══ Textauszug

Angesichts der Handlungsschwäche der Politik schien auch diesseits des Atlantiks die Notenbank die einzige Rettung zu sein: »Whatever it takes« – wir werden alles tun, um den Euro zu retten, versicherte Mario Draghi, EZB-Chef und ehemaliger Vizepräsident von Goldman Sachs, im Juli 2012 und konnte so die »Märkte« vorläufig beruhigen. Indem auch die Europäische Notenbank seit März 2015 und noch bis mindestens März 2017 monatlich im Gegenwert von 60 Milliarden Euro den Banken ihre Ramschpapiere abnimmt und sie damit insgesamt wieder mit über eineinhalb Billionen Euro »Spielgeld« versorgt, kann jedoch der »Kasino-Kapitalismus«5 eine Runde weitergehen – so lange, bis die nächste Blase platzt und die Weltwirtschaft und die Politik erneut in die Krise stürzt.

════

= Aufgabe 1 =
Gib jede Zeile der Auflistung zurück, in der die Zeichenfolge „spire“ vorkommt.

══ Gezeigte Datensätze

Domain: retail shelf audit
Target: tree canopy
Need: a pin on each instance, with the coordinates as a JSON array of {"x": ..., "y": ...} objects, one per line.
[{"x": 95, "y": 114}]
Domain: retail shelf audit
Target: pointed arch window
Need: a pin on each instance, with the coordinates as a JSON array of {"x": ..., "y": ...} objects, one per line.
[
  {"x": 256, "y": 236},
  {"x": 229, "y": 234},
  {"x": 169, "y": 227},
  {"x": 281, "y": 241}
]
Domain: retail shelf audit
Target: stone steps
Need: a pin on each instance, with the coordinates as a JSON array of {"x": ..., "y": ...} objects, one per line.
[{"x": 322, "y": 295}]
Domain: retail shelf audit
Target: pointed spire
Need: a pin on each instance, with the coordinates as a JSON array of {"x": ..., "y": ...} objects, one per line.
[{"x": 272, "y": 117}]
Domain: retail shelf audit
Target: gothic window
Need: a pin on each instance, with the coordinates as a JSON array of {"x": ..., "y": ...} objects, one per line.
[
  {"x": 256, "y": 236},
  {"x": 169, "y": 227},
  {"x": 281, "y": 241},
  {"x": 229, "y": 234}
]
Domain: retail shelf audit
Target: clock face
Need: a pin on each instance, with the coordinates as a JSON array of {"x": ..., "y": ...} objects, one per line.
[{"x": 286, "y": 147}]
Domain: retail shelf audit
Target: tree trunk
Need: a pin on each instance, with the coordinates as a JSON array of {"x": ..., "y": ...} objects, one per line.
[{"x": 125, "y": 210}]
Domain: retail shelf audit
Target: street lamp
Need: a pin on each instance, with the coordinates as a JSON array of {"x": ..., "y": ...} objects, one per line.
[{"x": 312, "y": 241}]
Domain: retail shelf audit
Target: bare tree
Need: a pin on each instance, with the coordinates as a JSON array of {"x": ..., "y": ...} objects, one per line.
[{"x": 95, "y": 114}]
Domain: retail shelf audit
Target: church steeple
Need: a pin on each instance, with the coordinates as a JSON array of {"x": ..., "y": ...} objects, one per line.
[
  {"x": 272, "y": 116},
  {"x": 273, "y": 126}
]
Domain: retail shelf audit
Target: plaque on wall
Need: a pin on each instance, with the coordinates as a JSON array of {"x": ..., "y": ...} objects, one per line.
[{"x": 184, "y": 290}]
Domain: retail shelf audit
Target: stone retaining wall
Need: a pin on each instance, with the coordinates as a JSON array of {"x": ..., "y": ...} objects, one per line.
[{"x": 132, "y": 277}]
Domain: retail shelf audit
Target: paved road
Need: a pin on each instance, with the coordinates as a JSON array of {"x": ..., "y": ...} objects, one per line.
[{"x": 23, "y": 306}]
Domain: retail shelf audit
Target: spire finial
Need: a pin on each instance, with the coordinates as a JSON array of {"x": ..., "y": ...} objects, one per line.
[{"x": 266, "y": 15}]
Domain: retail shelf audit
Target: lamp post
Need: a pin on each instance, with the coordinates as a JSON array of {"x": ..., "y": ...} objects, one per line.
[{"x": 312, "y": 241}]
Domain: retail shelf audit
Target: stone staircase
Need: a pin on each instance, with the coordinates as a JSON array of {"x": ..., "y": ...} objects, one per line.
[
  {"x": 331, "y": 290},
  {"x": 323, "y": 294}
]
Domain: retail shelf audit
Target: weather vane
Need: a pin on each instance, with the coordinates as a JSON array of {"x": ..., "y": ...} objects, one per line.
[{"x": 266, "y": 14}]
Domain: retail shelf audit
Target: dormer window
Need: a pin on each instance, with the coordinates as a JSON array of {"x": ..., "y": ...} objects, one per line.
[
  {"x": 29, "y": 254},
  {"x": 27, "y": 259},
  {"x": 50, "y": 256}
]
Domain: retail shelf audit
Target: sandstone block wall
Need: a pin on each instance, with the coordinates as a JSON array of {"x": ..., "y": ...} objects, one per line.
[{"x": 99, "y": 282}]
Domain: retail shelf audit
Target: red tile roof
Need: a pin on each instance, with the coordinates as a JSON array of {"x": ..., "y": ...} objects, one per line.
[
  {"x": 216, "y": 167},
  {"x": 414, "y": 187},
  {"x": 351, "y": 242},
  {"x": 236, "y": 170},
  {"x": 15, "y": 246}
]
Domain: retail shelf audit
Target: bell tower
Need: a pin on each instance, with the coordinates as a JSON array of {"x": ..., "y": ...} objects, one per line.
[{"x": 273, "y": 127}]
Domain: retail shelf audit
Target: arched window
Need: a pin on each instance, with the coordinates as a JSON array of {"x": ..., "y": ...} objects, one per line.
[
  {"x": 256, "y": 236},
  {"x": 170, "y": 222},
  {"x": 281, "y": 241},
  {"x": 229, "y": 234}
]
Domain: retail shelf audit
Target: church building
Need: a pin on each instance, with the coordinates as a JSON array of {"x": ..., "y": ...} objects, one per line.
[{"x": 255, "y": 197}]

════

= Aufgabe 2 =
Beantworte anhand des Textauszugs zur Euro-Rettung kurz diese Fragen:
(a) In welchem Monat und Jahr sagte Mario Draghi »Whatever it takes«?
(b) Welches frühere Amt bei Goldman Sachs nennt der Text für Mario Draghi?
(c) In welchem monatlichen Gegenwert nimmt die Europäische Notenbank den Banken Papiere ab?

= Musterlösung 1 =
Target: pointed spire
Target: spire finial

= Musterlösung 2 =
(a) Im Juli 2012.
(b) Vizepräsident.
(c) 60 Milliarden Euro.